*Page text:*
-- BEGIN --

What kind of queries in Core Data can profit from R-Tree index on attributes?

大憨熊 提交于 2020-05-15 12:22:45

问题


After reading this article https://www.sqlite.org/rtree.html about the R*Tree in SQLite, i am currently experimenting with a 2-Dim R-Tree in a Core Data model. Particularly i expected (maybe somewhat naively) some kind of select statement on the index table but i did not see any in the SQLite debug trace when executing a fetch statement on the Region entity with indexed attributes (see predicateBoundaryIdx in the code below).

My questions are: how must a Core Data model (entities, attributes) and the NSPredicate look like in order to benefit from the R-Tree index?

[XCode v11.4, iOS v13.1, Swift. Switched on com.apple.CoreData.SQLDebug 4]

Model

Index

Corresponding database scheme

CREATE TABLE ZPERSON ( Z_PK INTEGER PRIMARY KEY, Z_ENT INTEGER, Z_OPT INTEGER, ZLOCATION INTEGER, Z1CONTACTS INTEGER, ZNAME VARCHAR );
CREATE TABLE ZREGION ( Z_PK INTEGER PRIMARY KEY, Z_ENT INTEGER, Z_OPT INTEGER, ZMAXLATITUDE FLOAT, ZMAXLATITUDEIDX FLOAT, ZMAXLONGITUDE FLOAT, ZMAXLONGITUDEIDX FLOAT, ZMINLATITUDE FLOAT, ZMINLATITUDEIDX FLOAT, ZMINLONGITUDE FLOAT, ZMINLONGITUDEIDX FLOAT, ZNAME VARCHAR );
CREATE INDEX ZPERSON_ZLOCATION_INDEX ON ZPERSON (ZLOCATION);
CREATE INDEX ZPERSON_Z1CONTACTS_INDEX ON ZPERSON (Z1CONTACTS);
CREATE VIRTUAL TABLE Z_Region_RegionIndex USING RTREE (Z_PK INTEGER PRIMARY KEY, ZMINLATITUDEIDX_MIN, ZMINLATITUDEIDX_MAX, ZMAXLATITUDEIDX_MIN, ZMAXLATITUDEIDX_MAX, ZMINLONGITUDEIDX_MIN, ZMINLONGITUDEIDX_MAX, ZMAXLONGITUDEIDX_MIN, ZMAXLONGITUDEIDX_MAX)

-- END --

*Objective:*
Reproduce verbatim the passage of the Core Data post that begins with "After reading this" and ends with "the code below).". The listing that comes next isn't needed for anything here.

*Entries supplied:*
-- BEGIN --

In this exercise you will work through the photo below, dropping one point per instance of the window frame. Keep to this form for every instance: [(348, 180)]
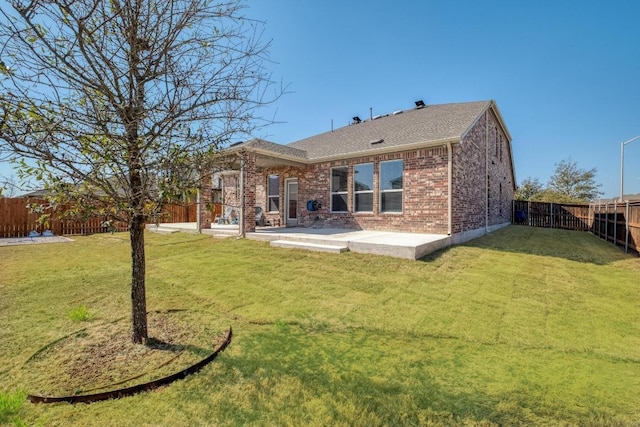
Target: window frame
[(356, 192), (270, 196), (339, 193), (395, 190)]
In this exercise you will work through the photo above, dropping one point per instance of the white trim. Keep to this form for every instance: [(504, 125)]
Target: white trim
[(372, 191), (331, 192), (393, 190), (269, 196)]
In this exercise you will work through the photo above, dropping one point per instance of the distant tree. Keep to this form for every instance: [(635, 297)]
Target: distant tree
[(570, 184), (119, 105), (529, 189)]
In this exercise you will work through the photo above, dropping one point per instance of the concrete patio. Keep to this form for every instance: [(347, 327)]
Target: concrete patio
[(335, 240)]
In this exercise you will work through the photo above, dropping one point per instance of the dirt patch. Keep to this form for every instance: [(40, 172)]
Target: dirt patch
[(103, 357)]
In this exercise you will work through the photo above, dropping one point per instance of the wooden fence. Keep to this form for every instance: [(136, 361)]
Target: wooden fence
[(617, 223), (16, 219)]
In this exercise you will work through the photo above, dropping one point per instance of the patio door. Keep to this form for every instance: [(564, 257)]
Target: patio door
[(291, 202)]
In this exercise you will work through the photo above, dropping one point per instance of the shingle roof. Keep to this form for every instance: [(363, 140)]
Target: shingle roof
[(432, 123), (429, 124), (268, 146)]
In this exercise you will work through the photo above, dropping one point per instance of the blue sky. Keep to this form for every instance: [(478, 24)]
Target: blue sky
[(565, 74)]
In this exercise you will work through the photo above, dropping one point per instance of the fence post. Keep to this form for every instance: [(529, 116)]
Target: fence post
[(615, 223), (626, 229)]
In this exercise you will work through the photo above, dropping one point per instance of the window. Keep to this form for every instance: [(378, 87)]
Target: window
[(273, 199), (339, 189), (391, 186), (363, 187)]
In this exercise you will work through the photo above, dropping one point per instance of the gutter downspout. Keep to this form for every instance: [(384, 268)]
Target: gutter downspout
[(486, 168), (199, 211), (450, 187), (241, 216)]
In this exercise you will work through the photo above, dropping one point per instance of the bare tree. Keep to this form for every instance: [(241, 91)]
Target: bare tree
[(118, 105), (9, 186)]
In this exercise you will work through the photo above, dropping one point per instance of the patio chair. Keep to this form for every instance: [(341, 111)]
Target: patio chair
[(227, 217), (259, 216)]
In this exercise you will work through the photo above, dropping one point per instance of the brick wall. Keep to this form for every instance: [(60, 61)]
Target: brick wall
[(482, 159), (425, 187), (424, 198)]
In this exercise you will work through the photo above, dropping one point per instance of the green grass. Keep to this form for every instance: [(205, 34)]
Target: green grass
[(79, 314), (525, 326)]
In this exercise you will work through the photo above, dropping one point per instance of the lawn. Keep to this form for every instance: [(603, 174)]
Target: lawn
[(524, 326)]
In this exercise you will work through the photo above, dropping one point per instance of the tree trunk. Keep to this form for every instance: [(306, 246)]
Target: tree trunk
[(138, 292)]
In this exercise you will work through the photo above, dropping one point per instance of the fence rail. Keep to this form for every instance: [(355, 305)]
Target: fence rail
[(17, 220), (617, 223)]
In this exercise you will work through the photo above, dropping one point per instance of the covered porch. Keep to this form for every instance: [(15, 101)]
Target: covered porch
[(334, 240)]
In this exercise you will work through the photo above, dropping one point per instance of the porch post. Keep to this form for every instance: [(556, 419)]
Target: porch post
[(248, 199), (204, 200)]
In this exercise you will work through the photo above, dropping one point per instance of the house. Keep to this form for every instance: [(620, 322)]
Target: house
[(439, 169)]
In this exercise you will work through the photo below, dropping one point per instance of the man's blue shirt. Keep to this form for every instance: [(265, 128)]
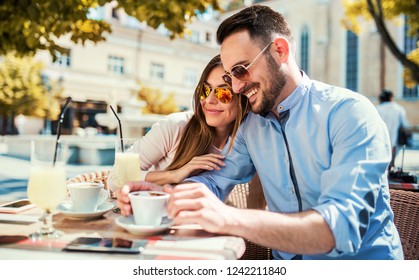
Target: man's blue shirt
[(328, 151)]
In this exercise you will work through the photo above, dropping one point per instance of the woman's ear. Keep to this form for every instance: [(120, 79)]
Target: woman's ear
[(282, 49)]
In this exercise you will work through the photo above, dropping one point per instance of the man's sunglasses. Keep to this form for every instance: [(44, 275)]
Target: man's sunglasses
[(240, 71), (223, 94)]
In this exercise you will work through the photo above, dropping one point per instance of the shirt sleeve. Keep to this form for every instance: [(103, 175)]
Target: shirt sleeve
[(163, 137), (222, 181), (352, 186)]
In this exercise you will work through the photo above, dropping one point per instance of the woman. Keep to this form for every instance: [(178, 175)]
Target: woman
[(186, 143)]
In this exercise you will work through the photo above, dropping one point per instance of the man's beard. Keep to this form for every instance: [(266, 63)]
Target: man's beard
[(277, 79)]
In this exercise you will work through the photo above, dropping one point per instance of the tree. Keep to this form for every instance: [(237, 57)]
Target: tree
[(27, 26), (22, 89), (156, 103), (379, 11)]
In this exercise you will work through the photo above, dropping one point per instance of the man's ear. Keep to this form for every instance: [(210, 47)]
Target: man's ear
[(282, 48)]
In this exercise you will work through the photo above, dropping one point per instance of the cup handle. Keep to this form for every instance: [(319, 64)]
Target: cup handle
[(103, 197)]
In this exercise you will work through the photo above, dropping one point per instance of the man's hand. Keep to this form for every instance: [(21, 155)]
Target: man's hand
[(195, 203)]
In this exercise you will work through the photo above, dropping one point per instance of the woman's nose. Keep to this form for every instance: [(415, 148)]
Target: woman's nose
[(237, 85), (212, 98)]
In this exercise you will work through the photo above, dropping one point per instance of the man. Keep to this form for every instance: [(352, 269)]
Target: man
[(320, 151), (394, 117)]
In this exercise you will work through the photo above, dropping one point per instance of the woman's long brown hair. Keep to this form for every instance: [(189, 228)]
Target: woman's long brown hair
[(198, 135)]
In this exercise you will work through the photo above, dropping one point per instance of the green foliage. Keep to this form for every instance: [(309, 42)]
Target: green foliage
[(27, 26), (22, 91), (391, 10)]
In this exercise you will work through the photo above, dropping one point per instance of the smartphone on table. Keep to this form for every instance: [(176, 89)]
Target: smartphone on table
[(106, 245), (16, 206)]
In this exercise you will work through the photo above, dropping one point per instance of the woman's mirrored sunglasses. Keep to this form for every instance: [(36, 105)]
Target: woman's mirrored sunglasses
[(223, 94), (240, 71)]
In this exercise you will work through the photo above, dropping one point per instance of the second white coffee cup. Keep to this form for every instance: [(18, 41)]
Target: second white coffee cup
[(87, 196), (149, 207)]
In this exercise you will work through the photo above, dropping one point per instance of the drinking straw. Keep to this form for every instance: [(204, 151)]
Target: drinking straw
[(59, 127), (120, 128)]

-- END --

*Output of the task:*
After reading this article https://www.sqlite.org/rtree.html about the R*Tree in SQLite, i am currently experimenting with a 2-Dim R-Tree in a Core Data model. Particularly i expected (maybe somewhat naively) some kind of select statement on the index table but i did not see any in the SQLite debug trace when executing a fetch statement on the Region entity with indexed attributes (see predicateBoundaryIdx in the code below).